• **Problem description**: Output the data word for word, dropping every image.

• **Input data**:
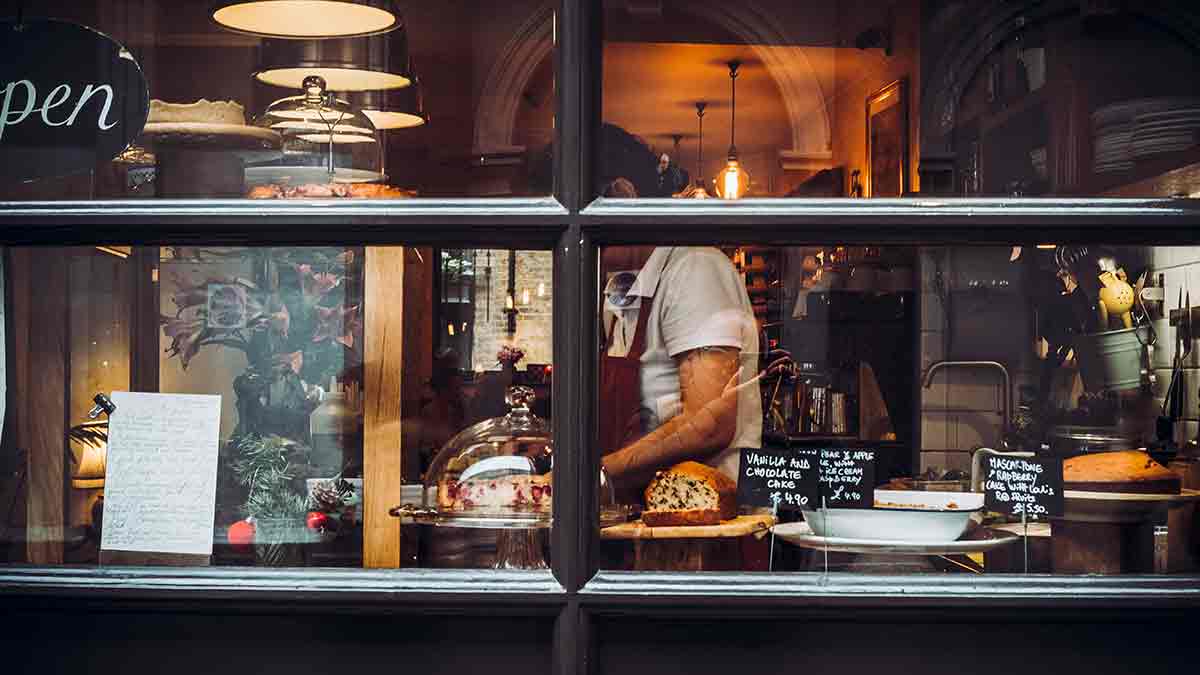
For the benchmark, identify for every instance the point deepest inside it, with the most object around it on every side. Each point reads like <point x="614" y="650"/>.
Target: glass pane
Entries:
<point x="291" y="406"/>
<point x="883" y="99"/>
<point x="414" y="100"/>
<point x="916" y="408"/>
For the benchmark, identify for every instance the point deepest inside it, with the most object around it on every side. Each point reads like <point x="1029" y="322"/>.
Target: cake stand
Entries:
<point x="207" y="160"/>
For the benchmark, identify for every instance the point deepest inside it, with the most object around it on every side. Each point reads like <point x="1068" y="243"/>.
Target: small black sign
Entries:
<point x="787" y="477"/>
<point x="1020" y="485"/>
<point x="70" y="99"/>
<point x="847" y="478"/>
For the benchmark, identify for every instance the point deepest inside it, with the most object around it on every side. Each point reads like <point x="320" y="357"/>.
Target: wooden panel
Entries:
<point x="382" y="458"/>
<point x="418" y="347"/>
<point x="45" y="407"/>
<point x="739" y="526"/>
<point x="16" y="434"/>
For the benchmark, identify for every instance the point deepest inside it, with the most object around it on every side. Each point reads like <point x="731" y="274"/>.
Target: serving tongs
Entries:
<point x="1173" y="405"/>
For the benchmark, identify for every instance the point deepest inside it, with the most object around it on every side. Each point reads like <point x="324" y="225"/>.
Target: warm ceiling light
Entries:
<point x="733" y="180"/>
<point x="303" y="19"/>
<point x="370" y="64"/>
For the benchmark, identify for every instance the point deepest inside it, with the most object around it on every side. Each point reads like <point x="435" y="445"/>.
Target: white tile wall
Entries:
<point x="945" y="461"/>
<point x="975" y="394"/>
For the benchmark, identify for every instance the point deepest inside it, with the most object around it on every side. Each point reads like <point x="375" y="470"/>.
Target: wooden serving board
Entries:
<point x="739" y="526"/>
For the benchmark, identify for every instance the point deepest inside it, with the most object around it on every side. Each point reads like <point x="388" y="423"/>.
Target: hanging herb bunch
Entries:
<point x="271" y="471"/>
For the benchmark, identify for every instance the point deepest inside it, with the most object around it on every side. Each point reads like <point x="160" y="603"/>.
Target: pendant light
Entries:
<point x="307" y="19"/>
<point x="697" y="190"/>
<point x="355" y="64"/>
<point x="733" y="180"/>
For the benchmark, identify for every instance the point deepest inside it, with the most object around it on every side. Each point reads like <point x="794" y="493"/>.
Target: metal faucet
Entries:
<point x="1008" y="384"/>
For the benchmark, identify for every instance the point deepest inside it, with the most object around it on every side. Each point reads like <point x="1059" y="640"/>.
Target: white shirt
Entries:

• **Answer to the exercise**:
For the benchmark, identify for every instance the point deepest inside it, with the most object around it on every side. Each point reads like <point x="614" y="650"/>.
Target: glass pane
Entries:
<point x="291" y="406"/>
<point x="883" y="99"/>
<point x="414" y="100"/>
<point x="916" y="408"/>
For the benchmark, identify for every instance the point deepest inside it, with the most object around it on every side. Each point reads like <point x="1029" y="322"/>.
Target: cake stand
Entries:
<point x="207" y="160"/>
For the benchmark, identify for every instance the point deepest inside it, with the most object around it on every side. Each point reads like <point x="1068" y="243"/>.
Target: small black sign
Entries:
<point x="787" y="477"/>
<point x="1020" y="485"/>
<point x="70" y="99"/>
<point x="847" y="478"/>
For the benchmark, identify for every instance the point deepest inside it, with the most object around it on every side. Each point reads like <point x="320" y="357"/>.
Target: wooden panel
Entries:
<point x="382" y="458"/>
<point x="418" y="347"/>
<point x="45" y="407"/>
<point x="739" y="526"/>
<point x="16" y="434"/>
For the benchmark, identify for every instance the point deepest inside it, with the most object around it on every side. Each point reads like <point x="731" y="274"/>.
Target: serving tongs
Entries:
<point x="1173" y="405"/>
For the benchmark, identify for every instance the point deepest inside it, with the most object around it on every side. Each point reads like <point x="324" y="225"/>.
Target: warm ceiling light
Entries:
<point x="733" y="180"/>
<point x="303" y="19"/>
<point x="370" y="64"/>
For the benchmark, identify for every instance the point deepest inside it, with the most object around it on every side. Each point reads like <point x="435" y="445"/>.
Target: white tile wall
Entries:
<point x="945" y="461"/>
<point x="975" y="394"/>
For the benchmark, identify for every instance the point deepest inside it, with the most object around it on every side. Each point reads like <point x="375" y="470"/>.
Target: wooden serving board
Entries:
<point x="739" y="526"/>
For the benchmark, identify for every instance the point deepest inside it, with the most object around it on every side. Each point reads like <point x="388" y="423"/>.
Target: hanging herb bunch
Entries:
<point x="271" y="471"/>
For the benchmark, identify for every instance the point deepest inside it, with the most object around it on every side. Each point reads like <point x="160" y="603"/>.
Target: pendant light
Entries:
<point x="307" y="19"/>
<point x="697" y="190"/>
<point x="355" y="64"/>
<point x="733" y="180"/>
For the benchmark, identify for every instance the point deepest inside it, with the most object around it on every side. Each point reads like <point x="794" y="493"/>.
Target: metal faucet
Entries:
<point x="1008" y="384"/>
For the benchmark, identify for every instance the point deepest inside it, with the most object around it on every side. Each point reads like <point x="1059" y="640"/>.
Target: white shirt
Entries:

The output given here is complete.